■ Task statement:
Word for word, write out all of the data below.

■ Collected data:
☆ ☆ ☆ ☆ ☆

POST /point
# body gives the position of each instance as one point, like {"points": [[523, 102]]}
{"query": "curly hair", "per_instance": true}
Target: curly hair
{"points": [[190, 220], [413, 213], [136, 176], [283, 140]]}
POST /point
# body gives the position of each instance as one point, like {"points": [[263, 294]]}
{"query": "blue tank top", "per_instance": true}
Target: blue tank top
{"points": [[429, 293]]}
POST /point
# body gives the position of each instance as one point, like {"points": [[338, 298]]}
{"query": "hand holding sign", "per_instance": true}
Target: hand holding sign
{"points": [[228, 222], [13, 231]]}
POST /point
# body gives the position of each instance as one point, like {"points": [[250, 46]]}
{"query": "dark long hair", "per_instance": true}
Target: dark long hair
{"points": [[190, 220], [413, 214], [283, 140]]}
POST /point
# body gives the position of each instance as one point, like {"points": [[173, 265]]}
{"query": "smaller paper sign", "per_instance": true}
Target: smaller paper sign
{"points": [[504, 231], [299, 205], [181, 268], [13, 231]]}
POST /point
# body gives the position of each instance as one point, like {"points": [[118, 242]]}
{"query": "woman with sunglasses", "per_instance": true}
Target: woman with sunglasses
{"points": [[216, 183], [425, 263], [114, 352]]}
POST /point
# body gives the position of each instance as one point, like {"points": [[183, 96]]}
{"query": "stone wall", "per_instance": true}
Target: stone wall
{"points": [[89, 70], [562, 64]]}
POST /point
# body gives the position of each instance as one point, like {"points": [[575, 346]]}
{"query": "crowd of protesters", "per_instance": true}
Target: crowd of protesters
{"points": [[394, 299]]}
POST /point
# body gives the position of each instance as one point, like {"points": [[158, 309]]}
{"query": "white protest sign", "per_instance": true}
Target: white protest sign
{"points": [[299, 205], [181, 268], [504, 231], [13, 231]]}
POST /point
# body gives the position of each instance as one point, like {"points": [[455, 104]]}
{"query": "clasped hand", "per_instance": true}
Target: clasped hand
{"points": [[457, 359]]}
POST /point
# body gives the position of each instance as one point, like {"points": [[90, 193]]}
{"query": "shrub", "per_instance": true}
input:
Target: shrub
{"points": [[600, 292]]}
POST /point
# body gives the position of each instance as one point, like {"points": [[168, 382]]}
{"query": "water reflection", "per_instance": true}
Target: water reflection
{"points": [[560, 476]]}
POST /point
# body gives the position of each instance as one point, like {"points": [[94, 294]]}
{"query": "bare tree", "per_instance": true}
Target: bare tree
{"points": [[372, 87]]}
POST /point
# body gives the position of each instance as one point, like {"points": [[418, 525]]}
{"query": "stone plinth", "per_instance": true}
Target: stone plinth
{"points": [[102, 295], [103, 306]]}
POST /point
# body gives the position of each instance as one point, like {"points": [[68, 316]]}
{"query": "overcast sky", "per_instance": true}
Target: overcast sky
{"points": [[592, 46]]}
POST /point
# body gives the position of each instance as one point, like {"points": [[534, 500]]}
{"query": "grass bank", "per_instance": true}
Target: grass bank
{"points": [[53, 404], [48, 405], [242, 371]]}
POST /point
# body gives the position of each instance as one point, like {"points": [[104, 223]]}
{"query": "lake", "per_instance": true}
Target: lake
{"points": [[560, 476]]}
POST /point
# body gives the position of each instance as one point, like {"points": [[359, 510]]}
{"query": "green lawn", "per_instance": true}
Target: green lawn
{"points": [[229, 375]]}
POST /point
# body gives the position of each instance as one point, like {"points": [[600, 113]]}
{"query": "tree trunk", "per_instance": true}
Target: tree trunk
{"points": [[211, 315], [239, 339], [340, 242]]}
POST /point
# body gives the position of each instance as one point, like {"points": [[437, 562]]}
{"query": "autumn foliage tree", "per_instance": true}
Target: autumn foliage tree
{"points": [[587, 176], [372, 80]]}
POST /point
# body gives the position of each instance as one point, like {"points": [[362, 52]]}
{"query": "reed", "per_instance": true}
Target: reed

☆ ☆ ☆ ☆ ☆

■ Problem solution:
POST /point
# body gives the position of each instance as one point, like {"points": [[523, 102]]}
{"query": "curly hair", "per_instance": true}
Target: curly hair
{"points": [[190, 220], [413, 213], [136, 176], [283, 140]]}
POST /point
# body gives the position of each instance as one point, like {"points": [[263, 294]]}
{"query": "blue tank top", "per_instance": true}
Target: blue tank top
{"points": [[429, 293]]}
POST /point
# body gives the position of each instance as one point, like {"points": [[338, 298]]}
{"query": "hand holding sign", "per_instance": true}
Target: hand holding sign
{"points": [[228, 222], [13, 231]]}
POST /point
# body gives the position of each instance as one point, like {"points": [[250, 46]]}
{"query": "dark long hair", "per_instance": true}
Target: dark long hair
{"points": [[190, 220], [413, 214], [283, 140]]}
POST /point
# body gives the position of each instance as one point, like {"points": [[173, 265]]}
{"query": "smaller paper sign", "per_instance": true}
Target: smaller paper sign
{"points": [[504, 231], [299, 205], [181, 268], [13, 231]]}
POST /point
# body gives the position of each instance as one point, like {"points": [[118, 242]]}
{"query": "woman with sunglasses", "per_instance": true}
Target: woman with sunglasses
{"points": [[216, 183], [425, 263], [114, 352]]}
POST /point
# body gives the position of each instance as one point, like {"points": [[183, 96]]}
{"query": "stone wall", "per_instance": true}
Target: stone wall
{"points": [[89, 70], [562, 64]]}
POST /point
# body gives the position of each instance as one point, like {"points": [[575, 346]]}
{"query": "crowd of protesters", "per_instance": true}
Target: crowd of protesters
{"points": [[394, 299]]}
POST /point
# body gives the position of each instance as one point, like {"points": [[158, 309]]}
{"query": "white protest sign", "per_instance": true}
Target: white protest sign
{"points": [[299, 205], [181, 268], [504, 231], [13, 231]]}
POST /point
# body gives the position of each instance as one point, like {"points": [[455, 104]]}
{"query": "clasped hand", "per_instance": true}
Target: clasped hand
{"points": [[457, 359]]}
POST /point
# body gives the position of each instance as one point, like {"points": [[90, 193]]}
{"query": "shrub", "per_instance": true}
input:
Target: shrub
{"points": [[600, 292]]}
POST /point
# body gives the position of each instance as one point, like {"points": [[168, 382]]}
{"query": "water reflection", "per_instance": true}
Target: water reflection
{"points": [[560, 476]]}
POST /point
# body gives the position of each instance as one point, like {"points": [[94, 294]]}
{"query": "bare tree", "per_instance": true}
Target: bare tree
{"points": [[372, 87]]}
POST /point
# body gives the position of each instance as one point, like {"points": [[418, 525]]}
{"query": "stone plinth", "per_instance": true}
Target: stone plinth
{"points": [[102, 295], [103, 306]]}
POST /point
# body gives the position of each instance as one point, like {"points": [[68, 316]]}
{"query": "overcast sky", "per_instance": true}
Target: overcast sky
{"points": [[592, 46]]}
POST /point
# body gives the position of each instance as one point, like {"points": [[534, 500]]}
{"query": "grass bank", "per_instance": true}
Target: grass bank
{"points": [[53, 404], [48, 405], [242, 371]]}
POST /point
# body gives the position of each instance as one point, like {"points": [[104, 223]]}
{"query": "lake", "per_instance": true}
Target: lake
{"points": [[560, 476]]}
POST /point
# body gives the position of each instance as one point, like {"points": [[359, 510]]}
{"query": "green lawn", "per_instance": true}
Target: green lawn
{"points": [[229, 375]]}
POST /point
# body gives the position of each instance as one point, like {"points": [[600, 113]]}
{"query": "tree trunk", "per_instance": true}
Target: tree trunk
{"points": [[211, 315], [239, 339], [340, 242]]}
POST /point
# body gives the position of each instance as one point, like {"points": [[437, 562]]}
{"query": "autumn foliage tree", "per_instance": true}
Target: autumn foliage tree
{"points": [[587, 176], [372, 80]]}
POST /point
# body gives the position of each instance as one point, like {"points": [[362, 52]]}
{"query": "reed", "per_instance": true}
Target: reed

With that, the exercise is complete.